++++ Fragmento de texto

Gracias a la economía de mercado todos los adelantos científicos han llegado a nuestra puerta: Internet ha democratizado el conocimiento, los teléfonos celulares nos han conectado con rincones inimaginables y tenemos comodidades que hace un siglo parecían impensables: una nevera, un tensiómetro, un medidor de insulina en casa. Algunas de las cosas con las que hoy contamos fueron tesoros que generaron guerras e impulsaron búsquedas épicas: la sal, las especias, algo tan cotidiano como un cuchillo que no se oxida ni pierde su filo o un simple balde de plástico que puede durar más que la propia vida.
La invitación es entonces a consumir con responsabilidad y conciencia, a disminuir el derroche y el desperdicio, a darle el valor real a cada objeto porque aunque su valor comercial sea mínimo, el esfuerzo y el gasto en recursos para su materialización son enormes. .
Evitar, en ese pequeño reino que es nuestra casa, el despilfarro de agua y electricidad con medidas tan sencillas como cerrar la llave, tener tomas con botones de encendido para mantener los electrodomésticos totalmente apagados mientras no se usan, desenchufar los cargadores de celulares y tabletas si no están conectados puede hacer la diferencia. Pero más importante que los ahorros es enseñar a las nuevas generaciones a respetar y valorar la vida de cada animal, cada planta, cada insecto, porque ellos son fundamentales para el equilibrio de nuestro planeta.
Aparentemente el impacto individual es mínimo, pero si se suma el vecino, los hijos que lo han aprendido, el número va creciendo y cuando menos pensemos seremos millones. Resulta imposible controlar lo que los otros hacen, pero ese pequeño espacio de poder que tenemos en nuestro microentorno es más importante y fuerte de lo que podemos imaginar.
Nunca antes la humanidad había vivido con tanta comodidad y aunque posiblemente los más adultos no vivan la era de la escasez, las proyecciones señalan que de seguir en el ritmo que va la humanidad, bienes tan vitales como el agua, el petróleo (y por lo tanto la energía), especies esenciales para la cadena alimentaria como son las abejas o el plancton de los océanos comenzarán a escasear. El reto es que nuestra descendencia pueda vivir dignamente en un mundo pródigo como el que nosotros hemos tenido la suerte de habitar.
El planeta es nuestra casa y todos somos responsables de mantener su equilibrio. Solo cuando seamos conscientes de esta responsabilidad lograremos dejarle un buen lugar para habitar a las generaciones que llegan.

++++++++
++++ Material proporcionado

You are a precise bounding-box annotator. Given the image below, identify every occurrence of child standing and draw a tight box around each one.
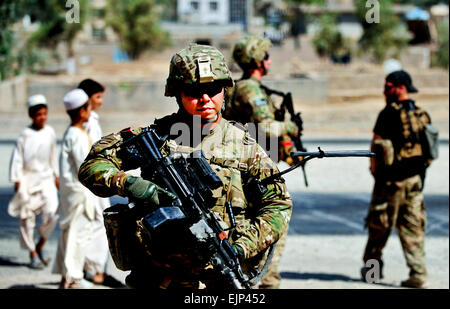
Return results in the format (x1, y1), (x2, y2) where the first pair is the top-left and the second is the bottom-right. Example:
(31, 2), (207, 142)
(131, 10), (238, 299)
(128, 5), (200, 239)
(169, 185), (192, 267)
(78, 78), (114, 284)
(8, 94), (59, 269)
(53, 89), (95, 288)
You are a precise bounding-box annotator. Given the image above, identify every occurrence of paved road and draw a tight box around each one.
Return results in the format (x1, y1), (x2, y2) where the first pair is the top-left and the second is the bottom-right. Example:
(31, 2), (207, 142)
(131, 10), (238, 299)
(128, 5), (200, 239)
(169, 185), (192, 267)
(0, 142), (449, 289)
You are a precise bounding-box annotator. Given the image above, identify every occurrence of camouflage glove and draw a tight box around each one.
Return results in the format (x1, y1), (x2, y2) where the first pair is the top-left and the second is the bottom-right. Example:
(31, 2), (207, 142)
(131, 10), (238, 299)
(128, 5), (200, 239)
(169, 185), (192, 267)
(231, 245), (245, 262)
(124, 176), (176, 206)
(278, 135), (296, 166)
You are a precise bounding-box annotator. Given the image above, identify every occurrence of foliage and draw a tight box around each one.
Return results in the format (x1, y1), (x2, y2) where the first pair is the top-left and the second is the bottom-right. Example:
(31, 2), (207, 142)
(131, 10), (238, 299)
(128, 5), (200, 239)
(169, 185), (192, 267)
(29, 0), (89, 57)
(431, 22), (449, 69)
(0, 0), (88, 80)
(312, 13), (350, 57)
(107, 0), (169, 59)
(396, 0), (449, 8)
(354, 0), (409, 63)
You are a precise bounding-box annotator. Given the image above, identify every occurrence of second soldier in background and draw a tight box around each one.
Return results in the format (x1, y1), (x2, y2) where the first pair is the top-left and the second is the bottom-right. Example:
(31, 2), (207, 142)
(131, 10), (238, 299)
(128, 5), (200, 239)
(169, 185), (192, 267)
(224, 36), (299, 289)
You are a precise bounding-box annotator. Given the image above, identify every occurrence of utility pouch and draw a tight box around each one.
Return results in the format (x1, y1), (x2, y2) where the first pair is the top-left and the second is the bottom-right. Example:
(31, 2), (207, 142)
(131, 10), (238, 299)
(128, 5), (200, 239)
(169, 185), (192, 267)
(103, 204), (139, 271)
(374, 139), (394, 166)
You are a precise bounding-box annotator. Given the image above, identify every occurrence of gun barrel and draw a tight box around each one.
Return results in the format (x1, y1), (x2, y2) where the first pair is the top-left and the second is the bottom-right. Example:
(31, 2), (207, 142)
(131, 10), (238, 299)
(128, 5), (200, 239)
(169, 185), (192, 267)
(291, 150), (375, 158)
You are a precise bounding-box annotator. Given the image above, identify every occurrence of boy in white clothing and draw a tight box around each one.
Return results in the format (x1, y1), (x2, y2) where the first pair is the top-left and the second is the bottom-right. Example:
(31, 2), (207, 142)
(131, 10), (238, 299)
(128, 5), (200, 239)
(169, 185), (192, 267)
(8, 94), (59, 269)
(78, 78), (114, 284)
(53, 89), (96, 288)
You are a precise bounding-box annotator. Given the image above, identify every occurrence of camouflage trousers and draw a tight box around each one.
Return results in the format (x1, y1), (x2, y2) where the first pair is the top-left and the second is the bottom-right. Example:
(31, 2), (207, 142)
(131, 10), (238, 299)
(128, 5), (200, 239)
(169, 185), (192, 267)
(258, 229), (288, 289)
(363, 175), (427, 280)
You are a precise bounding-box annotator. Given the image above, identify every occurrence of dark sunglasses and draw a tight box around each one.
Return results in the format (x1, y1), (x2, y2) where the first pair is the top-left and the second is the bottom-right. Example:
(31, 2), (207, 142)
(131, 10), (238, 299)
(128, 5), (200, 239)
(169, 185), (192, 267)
(182, 82), (223, 98)
(384, 84), (395, 91)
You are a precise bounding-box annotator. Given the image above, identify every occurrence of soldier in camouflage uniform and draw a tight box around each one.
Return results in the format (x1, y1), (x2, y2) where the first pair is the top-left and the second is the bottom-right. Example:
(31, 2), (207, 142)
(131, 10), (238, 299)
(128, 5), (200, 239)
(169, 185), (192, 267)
(361, 71), (431, 288)
(79, 44), (292, 288)
(224, 36), (298, 289)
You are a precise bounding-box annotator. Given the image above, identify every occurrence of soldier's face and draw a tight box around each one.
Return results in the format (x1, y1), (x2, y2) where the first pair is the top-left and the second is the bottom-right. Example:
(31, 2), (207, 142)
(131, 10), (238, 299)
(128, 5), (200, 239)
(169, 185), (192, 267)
(181, 86), (224, 119)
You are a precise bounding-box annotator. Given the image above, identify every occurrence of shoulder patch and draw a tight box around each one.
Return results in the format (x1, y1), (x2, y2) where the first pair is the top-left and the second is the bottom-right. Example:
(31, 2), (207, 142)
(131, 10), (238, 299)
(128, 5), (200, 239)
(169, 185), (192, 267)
(254, 98), (267, 106)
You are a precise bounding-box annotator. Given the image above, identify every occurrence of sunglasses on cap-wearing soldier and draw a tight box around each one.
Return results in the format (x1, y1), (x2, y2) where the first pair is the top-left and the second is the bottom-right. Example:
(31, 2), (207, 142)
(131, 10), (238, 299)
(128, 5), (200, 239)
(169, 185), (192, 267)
(182, 82), (223, 98)
(384, 82), (395, 91)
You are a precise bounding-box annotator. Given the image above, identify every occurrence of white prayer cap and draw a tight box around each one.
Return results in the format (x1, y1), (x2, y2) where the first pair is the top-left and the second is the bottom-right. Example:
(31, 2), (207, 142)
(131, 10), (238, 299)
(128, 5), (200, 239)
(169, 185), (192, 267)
(27, 94), (47, 108)
(63, 88), (89, 111)
(383, 59), (402, 75)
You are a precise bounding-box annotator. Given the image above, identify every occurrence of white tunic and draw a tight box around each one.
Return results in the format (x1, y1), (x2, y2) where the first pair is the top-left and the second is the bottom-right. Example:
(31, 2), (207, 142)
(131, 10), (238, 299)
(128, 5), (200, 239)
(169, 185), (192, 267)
(83, 111), (111, 274)
(59, 126), (95, 229)
(8, 125), (59, 219)
(83, 111), (103, 144)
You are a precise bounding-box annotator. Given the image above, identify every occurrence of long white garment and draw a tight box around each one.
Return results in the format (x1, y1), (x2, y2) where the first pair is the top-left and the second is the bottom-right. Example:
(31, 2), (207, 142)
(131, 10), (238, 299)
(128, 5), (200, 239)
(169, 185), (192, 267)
(8, 125), (59, 251)
(84, 111), (111, 275)
(53, 126), (96, 281)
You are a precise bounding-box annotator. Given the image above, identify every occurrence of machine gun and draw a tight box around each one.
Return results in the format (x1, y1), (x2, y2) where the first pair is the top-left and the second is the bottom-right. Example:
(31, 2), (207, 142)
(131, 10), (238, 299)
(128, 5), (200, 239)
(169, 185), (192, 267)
(121, 126), (251, 289)
(245, 147), (375, 199)
(261, 86), (308, 186)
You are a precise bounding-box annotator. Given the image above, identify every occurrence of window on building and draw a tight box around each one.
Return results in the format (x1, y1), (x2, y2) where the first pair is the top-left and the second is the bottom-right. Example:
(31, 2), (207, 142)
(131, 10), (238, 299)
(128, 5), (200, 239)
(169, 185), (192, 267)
(191, 1), (198, 11)
(209, 1), (219, 11)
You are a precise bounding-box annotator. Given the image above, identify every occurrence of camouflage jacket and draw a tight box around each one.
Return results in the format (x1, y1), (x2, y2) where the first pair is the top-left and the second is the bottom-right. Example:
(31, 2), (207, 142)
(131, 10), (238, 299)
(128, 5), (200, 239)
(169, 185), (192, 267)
(79, 114), (292, 265)
(224, 77), (297, 137)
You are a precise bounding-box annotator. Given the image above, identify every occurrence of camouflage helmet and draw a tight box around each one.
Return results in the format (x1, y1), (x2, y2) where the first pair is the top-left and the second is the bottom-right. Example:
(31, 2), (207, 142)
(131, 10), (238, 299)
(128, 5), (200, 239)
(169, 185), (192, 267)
(164, 44), (233, 97)
(233, 36), (272, 69)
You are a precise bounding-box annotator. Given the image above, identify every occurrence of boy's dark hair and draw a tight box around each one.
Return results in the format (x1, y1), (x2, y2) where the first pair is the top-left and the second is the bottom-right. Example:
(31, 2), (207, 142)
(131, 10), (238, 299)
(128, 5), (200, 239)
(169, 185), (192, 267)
(66, 102), (89, 122)
(28, 104), (48, 118)
(78, 78), (105, 97)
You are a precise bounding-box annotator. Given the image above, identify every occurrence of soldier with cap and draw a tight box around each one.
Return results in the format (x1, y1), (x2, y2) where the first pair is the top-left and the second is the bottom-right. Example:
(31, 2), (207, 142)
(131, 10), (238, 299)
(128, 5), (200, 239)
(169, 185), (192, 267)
(361, 70), (431, 288)
(224, 36), (299, 289)
(79, 44), (292, 289)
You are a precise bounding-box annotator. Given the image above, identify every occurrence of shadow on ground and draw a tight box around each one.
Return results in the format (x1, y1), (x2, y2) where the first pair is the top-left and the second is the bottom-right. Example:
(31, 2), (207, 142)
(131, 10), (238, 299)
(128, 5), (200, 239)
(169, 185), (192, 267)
(0, 256), (28, 267)
(280, 271), (398, 287)
(8, 282), (58, 290)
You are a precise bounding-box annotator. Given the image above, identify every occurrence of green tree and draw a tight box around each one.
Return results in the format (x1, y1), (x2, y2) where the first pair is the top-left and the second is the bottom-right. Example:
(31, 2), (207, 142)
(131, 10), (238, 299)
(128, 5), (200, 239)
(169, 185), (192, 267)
(107, 0), (169, 59)
(354, 0), (409, 63)
(431, 22), (449, 70)
(0, 0), (88, 80)
(0, 0), (26, 80)
(396, 0), (449, 8)
(29, 0), (89, 57)
(312, 13), (349, 58)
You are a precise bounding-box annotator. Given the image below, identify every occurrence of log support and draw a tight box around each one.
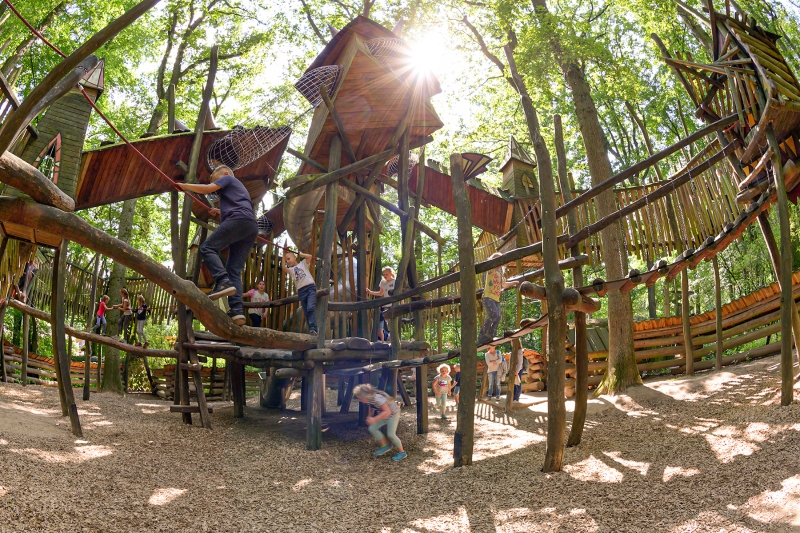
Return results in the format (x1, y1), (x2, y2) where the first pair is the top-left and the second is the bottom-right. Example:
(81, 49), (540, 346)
(450, 154), (478, 467)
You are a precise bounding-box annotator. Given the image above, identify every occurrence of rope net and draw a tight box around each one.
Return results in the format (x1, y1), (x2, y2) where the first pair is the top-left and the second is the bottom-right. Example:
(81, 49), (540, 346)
(386, 152), (419, 178)
(294, 65), (339, 107)
(206, 126), (292, 170)
(365, 38), (409, 68)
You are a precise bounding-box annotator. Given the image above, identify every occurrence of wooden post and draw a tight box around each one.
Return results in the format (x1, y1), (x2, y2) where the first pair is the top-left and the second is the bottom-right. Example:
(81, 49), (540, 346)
(83, 254), (100, 401)
(50, 240), (83, 437)
(505, 339), (522, 415)
(450, 154), (478, 466)
(556, 115), (589, 446)
(711, 254), (722, 370)
(306, 362), (324, 450)
(414, 365), (428, 435)
(536, 121), (567, 472)
(231, 361), (247, 418)
(20, 314), (28, 387)
(316, 135), (342, 344)
(358, 372), (372, 427)
(681, 268), (694, 376)
(758, 213), (800, 366)
(767, 123), (794, 405)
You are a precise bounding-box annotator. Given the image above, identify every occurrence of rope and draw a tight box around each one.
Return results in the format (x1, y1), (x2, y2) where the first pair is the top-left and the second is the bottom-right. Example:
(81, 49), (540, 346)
(3, 0), (304, 253)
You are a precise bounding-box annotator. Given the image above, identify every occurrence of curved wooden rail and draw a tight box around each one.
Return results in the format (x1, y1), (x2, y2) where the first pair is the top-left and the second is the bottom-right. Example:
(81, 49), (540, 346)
(0, 198), (316, 350)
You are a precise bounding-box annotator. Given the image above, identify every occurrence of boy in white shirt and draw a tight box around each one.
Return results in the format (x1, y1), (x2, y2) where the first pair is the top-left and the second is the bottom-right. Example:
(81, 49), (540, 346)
(283, 248), (317, 335)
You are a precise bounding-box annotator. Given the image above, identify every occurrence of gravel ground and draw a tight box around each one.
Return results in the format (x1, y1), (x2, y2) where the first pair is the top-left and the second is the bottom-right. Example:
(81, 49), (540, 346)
(0, 358), (800, 533)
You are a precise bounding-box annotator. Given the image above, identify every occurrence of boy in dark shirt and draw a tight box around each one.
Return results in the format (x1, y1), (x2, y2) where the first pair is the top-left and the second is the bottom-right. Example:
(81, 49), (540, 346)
(178, 165), (258, 326)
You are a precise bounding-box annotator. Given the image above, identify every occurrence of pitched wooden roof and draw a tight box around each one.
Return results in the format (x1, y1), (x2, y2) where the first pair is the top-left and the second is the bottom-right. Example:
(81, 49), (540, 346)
(75, 131), (289, 209)
(408, 165), (514, 235)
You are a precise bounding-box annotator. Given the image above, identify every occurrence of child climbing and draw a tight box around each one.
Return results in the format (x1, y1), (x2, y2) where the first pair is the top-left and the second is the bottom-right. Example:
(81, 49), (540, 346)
(478, 252), (519, 346)
(353, 383), (408, 461)
(133, 294), (150, 348)
(92, 294), (109, 335)
(242, 281), (269, 328)
(178, 165), (258, 326)
(433, 363), (453, 420)
(111, 289), (133, 344)
(367, 266), (395, 342)
(486, 346), (503, 398)
(283, 248), (317, 335)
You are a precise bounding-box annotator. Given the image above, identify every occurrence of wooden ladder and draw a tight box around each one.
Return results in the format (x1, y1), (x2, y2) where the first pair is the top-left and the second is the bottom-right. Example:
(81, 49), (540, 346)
(169, 304), (213, 429)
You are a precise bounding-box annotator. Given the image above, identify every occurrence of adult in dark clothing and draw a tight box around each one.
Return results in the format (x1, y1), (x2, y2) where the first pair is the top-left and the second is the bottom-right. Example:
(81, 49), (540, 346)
(178, 165), (258, 326)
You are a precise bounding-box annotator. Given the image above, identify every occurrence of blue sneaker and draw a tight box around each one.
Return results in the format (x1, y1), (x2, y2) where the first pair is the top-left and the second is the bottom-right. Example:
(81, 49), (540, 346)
(372, 444), (392, 457)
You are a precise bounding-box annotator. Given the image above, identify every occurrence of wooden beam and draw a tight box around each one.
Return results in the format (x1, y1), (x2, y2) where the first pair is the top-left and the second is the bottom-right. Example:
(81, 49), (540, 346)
(0, 152), (75, 211)
(450, 154), (478, 467)
(0, 198), (314, 350)
(767, 123), (794, 405)
(329, 235), (569, 311)
(339, 180), (408, 217)
(319, 84), (356, 163)
(50, 240), (83, 438)
(681, 269), (694, 376)
(286, 136), (433, 201)
(556, 115), (739, 218)
(286, 148), (328, 172)
(0, 0), (159, 153)
(567, 140), (739, 248)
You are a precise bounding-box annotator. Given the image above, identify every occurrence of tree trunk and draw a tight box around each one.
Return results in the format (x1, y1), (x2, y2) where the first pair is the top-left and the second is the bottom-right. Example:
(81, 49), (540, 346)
(532, 0), (642, 394)
(2, 1), (67, 77)
(101, 198), (137, 394)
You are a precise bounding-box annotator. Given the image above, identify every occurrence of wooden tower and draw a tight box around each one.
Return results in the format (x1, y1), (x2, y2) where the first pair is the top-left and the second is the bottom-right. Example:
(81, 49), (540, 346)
(17, 60), (105, 198)
(500, 135), (539, 198)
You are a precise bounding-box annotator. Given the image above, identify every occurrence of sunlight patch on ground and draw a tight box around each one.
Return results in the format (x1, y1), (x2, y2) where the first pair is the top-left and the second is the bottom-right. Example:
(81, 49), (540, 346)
(670, 511), (756, 533)
(402, 507), (472, 533)
(662, 466), (700, 483)
(603, 452), (650, 476)
(9, 446), (114, 463)
(564, 455), (625, 483)
(147, 487), (186, 505)
(495, 507), (599, 533)
(741, 475), (800, 526)
(703, 434), (761, 463)
(418, 404), (546, 474)
(292, 478), (314, 492)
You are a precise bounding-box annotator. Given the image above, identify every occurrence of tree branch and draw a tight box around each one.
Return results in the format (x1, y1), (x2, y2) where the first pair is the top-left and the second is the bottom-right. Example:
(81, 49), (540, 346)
(300, 0), (328, 44)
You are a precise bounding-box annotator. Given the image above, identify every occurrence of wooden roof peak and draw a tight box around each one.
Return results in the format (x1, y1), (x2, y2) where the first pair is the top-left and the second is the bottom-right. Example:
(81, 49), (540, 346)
(500, 135), (536, 172)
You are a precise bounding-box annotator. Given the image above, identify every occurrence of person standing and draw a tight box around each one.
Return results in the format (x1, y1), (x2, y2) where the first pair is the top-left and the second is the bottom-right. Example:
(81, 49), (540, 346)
(367, 266), (395, 342)
(478, 252), (519, 347)
(243, 281), (269, 328)
(178, 165), (258, 326)
(486, 346), (503, 398)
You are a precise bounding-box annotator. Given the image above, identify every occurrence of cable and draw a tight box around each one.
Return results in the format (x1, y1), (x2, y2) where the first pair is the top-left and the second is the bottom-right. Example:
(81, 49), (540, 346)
(3, 0), (304, 253)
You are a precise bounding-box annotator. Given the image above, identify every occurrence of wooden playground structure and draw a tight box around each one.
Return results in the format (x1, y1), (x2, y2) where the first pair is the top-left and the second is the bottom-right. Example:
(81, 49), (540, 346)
(0, 0), (800, 470)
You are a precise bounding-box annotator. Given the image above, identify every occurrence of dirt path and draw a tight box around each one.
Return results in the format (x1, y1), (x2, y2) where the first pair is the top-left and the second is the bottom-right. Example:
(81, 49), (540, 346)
(0, 358), (800, 533)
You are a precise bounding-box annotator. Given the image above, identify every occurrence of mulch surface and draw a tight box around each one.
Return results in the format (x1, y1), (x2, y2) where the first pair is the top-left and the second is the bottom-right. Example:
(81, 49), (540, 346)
(0, 358), (800, 533)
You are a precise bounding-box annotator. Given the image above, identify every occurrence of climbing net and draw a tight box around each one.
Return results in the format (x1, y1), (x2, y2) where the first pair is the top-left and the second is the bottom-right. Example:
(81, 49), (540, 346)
(294, 65), (339, 107)
(206, 126), (292, 170)
(386, 152), (419, 177)
(365, 38), (409, 68)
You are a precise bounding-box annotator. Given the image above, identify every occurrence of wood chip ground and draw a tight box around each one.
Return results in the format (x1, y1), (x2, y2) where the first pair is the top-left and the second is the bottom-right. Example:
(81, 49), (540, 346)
(0, 358), (800, 533)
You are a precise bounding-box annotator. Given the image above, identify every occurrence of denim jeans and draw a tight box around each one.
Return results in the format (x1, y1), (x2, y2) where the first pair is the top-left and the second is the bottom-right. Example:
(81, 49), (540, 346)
(367, 412), (403, 450)
(486, 370), (500, 397)
(480, 298), (500, 338)
(297, 284), (317, 331)
(200, 214), (258, 313)
(436, 393), (447, 414)
(92, 316), (106, 335)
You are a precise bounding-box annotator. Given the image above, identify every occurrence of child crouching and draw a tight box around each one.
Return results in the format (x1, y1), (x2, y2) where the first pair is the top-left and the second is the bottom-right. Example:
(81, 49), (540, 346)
(353, 383), (408, 461)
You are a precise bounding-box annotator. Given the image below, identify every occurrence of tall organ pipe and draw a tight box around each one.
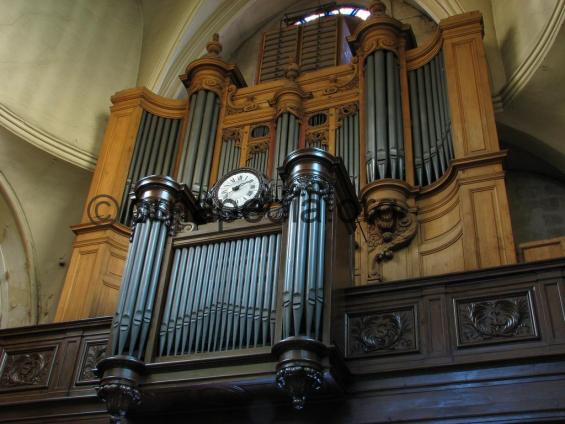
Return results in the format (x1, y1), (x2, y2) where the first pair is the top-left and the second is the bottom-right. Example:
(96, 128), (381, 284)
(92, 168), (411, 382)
(408, 52), (453, 185)
(118, 111), (180, 225)
(179, 90), (220, 197)
(364, 49), (405, 183)
(271, 112), (300, 198)
(111, 176), (195, 359)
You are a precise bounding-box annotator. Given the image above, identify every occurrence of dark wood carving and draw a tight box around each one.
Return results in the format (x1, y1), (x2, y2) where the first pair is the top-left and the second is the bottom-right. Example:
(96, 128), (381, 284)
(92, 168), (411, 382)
(348, 306), (418, 356)
(77, 341), (107, 383)
(455, 292), (538, 347)
(0, 348), (55, 389)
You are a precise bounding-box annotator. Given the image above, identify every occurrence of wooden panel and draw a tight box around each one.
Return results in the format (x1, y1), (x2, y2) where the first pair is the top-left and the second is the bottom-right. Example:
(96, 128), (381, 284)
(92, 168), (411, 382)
(55, 225), (129, 321)
(470, 187), (503, 268)
(518, 237), (565, 262)
(420, 231), (465, 276)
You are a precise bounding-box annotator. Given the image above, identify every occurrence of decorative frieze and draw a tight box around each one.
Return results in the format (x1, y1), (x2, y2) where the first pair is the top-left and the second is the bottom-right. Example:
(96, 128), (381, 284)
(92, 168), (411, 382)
(455, 291), (538, 347)
(347, 306), (418, 356)
(0, 347), (55, 390)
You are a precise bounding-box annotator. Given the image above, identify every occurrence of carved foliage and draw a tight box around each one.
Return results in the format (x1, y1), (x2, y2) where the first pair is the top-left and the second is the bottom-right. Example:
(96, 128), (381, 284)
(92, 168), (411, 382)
(0, 348), (55, 389)
(455, 292), (538, 347)
(367, 199), (416, 262)
(222, 128), (241, 147)
(78, 341), (107, 382)
(348, 306), (418, 356)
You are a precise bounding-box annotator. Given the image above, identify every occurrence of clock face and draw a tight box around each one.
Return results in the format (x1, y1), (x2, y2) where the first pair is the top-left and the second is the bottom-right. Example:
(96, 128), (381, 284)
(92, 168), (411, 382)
(217, 171), (261, 209)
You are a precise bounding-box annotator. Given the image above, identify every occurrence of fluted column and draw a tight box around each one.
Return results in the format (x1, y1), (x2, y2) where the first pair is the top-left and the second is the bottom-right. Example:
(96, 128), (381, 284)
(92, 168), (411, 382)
(273, 148), (360, 409)
(97, 176), (197, 423)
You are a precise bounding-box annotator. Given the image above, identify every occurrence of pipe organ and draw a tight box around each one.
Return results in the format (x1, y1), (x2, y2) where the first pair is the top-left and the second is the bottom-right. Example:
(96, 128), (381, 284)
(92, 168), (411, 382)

++++++++

## Ejercicios
A. Según el fragmento de texto, ¿qué especies esenciales para la cadena alimentaria podrían comenzar a escasear?
B. Indica si cada una de estas afirmaciones concuerda con el fragmento de texto y respalda tu respuesta con las palabras exactas que lo deciden: (i) Internet ha democratizado el conocimiento. (ii) Es posible controlar lo que hacen los demás. (iii) Los ahorros son más importantes que enseñar a las nuevas generaciones a respetar la vida.
C. Edita el fragmento de texto: reescribe el tramo desde "El planeta es" hasta "generaciones que llegan." y sustituye "planeta" por "mundo".

## Soluciones comentadas
A. Las abejas y el plancton de los océanos.

B.
(i) Sí: "Internet ha democratizado el conocimiento".
(ii) No: "Resulta imposible controlar lo que los otros hacen".
(iii) No: "Pero más importante que los ahorros es enseñar a las nuevas generaciones a respetar y valorar la vida de cada animal, cada planta, cada insecto".

C.
El mundo es nuestra casa y todos somos responsables de mantener su equilibrio. Solo cuando seamos conscientes de esta responsabilidad lograremos dejarle un buen lugar para habitar a las generaciones que llegan.